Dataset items

■ ■ ■ ■ ■ ■ ■

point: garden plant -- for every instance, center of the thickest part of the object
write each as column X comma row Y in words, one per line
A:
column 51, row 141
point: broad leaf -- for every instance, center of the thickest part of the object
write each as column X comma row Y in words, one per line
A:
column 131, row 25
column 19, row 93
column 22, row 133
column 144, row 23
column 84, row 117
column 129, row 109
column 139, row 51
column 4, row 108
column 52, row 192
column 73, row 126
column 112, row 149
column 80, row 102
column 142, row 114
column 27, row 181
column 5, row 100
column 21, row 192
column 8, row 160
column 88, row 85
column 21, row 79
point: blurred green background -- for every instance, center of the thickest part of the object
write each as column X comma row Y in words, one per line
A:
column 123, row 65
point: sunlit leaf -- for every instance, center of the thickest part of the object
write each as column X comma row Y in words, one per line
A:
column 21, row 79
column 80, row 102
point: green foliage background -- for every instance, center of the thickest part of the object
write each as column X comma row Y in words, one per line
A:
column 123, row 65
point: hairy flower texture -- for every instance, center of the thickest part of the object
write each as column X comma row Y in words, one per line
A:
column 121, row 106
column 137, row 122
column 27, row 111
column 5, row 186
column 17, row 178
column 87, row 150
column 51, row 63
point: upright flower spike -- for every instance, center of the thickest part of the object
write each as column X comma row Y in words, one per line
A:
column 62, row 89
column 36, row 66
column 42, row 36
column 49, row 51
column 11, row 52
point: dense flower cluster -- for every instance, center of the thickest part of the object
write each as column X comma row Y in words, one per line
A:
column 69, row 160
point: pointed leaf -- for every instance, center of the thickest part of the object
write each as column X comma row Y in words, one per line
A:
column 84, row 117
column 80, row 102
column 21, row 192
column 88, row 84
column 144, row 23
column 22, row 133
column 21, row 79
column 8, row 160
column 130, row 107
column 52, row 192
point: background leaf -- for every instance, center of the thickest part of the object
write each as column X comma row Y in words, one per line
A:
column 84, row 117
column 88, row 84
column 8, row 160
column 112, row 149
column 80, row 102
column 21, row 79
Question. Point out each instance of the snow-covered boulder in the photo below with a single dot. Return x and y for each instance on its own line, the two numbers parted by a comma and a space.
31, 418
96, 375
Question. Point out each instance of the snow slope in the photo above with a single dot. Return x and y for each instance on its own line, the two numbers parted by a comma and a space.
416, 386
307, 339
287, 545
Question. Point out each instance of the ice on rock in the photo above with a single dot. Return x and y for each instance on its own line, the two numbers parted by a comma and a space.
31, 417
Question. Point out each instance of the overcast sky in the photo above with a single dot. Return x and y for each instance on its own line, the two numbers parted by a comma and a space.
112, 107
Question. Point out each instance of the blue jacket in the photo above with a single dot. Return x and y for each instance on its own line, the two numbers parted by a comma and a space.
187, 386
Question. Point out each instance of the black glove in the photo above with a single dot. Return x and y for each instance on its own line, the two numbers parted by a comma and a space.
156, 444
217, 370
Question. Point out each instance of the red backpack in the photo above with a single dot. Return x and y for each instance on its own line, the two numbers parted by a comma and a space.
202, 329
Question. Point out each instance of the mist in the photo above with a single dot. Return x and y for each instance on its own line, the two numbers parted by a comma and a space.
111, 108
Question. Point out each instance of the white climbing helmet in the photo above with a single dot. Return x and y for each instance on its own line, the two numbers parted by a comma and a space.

■ ■ ■ ■ ■ ■ ■

> _AIM OF THE TASK_
What is needed is each line from the records with the word "green" in it.

> _PROBLEM SOLUTION_
point: blurred green background -- for every instance, center of the thickest part of the object
point: green foliage background -- for every instance, center of the thickest part of the object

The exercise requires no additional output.